TASKS TO CARRY OUT =>
1. Copy the text on the Dutch duo De Spelbrekers word for word.
2. Rescale a stretch of the rows. Begin at the line that has "Target: fog light" and stop after the last line of the rows, giving only these lines and reproducing every one of them, with each point coordinate in the answers multiplied by 1.25 and rounded to a whole number, halves rounding up.

PROVIDED TEXT =>
+---+

De Spelbrekers (The Spoilsports) were a Dutch singing duo, consisting of Theo Rekkers (24 April 1924 – 20 April 2012) and Huug Kok (19 February 1918 – 27 October 2011). They were known for their participation in the Eurovision Song Contest 1962, representing the Netherlands.

== Career ==

=== 1940s and 1950s ===
Rekkers and Kok met during World War II at a munitions factory in Bremen, Germany, where they were working as forced labourers. They formed De Spelbrekers in 1945, after the war had ended. Their recording career began in 1950, and they released numerous singles during the decade, the most successful being "Oh wat ben je mooi" which reached #5 in the Dutch charts in 1956.

+---+

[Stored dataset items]
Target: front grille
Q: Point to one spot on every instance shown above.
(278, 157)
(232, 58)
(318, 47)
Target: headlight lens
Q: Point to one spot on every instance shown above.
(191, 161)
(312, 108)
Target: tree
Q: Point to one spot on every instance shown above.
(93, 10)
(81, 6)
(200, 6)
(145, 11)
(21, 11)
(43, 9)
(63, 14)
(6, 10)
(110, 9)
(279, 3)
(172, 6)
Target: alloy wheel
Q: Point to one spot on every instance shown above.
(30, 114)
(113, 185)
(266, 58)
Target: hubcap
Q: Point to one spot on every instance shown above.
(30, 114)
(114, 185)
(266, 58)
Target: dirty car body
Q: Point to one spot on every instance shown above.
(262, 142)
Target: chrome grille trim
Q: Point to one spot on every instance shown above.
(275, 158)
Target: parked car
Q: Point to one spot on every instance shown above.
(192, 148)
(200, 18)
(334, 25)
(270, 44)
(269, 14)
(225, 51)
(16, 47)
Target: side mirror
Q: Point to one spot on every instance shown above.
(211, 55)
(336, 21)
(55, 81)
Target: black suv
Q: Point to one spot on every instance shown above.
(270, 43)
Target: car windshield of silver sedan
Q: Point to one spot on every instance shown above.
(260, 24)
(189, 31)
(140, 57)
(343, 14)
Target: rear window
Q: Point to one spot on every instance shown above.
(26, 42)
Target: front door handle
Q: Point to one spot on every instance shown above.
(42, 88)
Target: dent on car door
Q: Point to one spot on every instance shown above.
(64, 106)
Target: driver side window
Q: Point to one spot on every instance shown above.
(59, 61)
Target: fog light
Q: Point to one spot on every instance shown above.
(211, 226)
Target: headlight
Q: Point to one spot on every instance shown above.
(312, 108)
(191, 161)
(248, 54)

+---+

RESULTS OF THE TASKS =>
1.
De Spelbrekers (The Spoilsports) were a Dutch singing duo, consisting of Theo Rekkers (24 April 1924 – 20 April 2012) and Huug Kok (19 February 1918 – 27 October 2011). They were known for their participation in the Eurovision Song Contest 1962, representing the Netherlands.

== Career ==

=== 1940s and 1950s ===
Rekkers and Kok met during World War II at a munitions factory in Bremen, Germany, where they were working as forced labourers. They formed De Spelbrekers in 1945, after the war had ended. Their recording career began in 1950, and they released numerous singles during the decade, the most successful being "Oh wat ben je mooi" which reached #5 in the Dutch charts in 1956.

2.
Target: fog light
Q: Point to one spot on every instance shown above.
(264, 283)
Target: headlight
Q: Point to one spot on every instance shown above.
(390, 135)
(239, 201)
(310, 68)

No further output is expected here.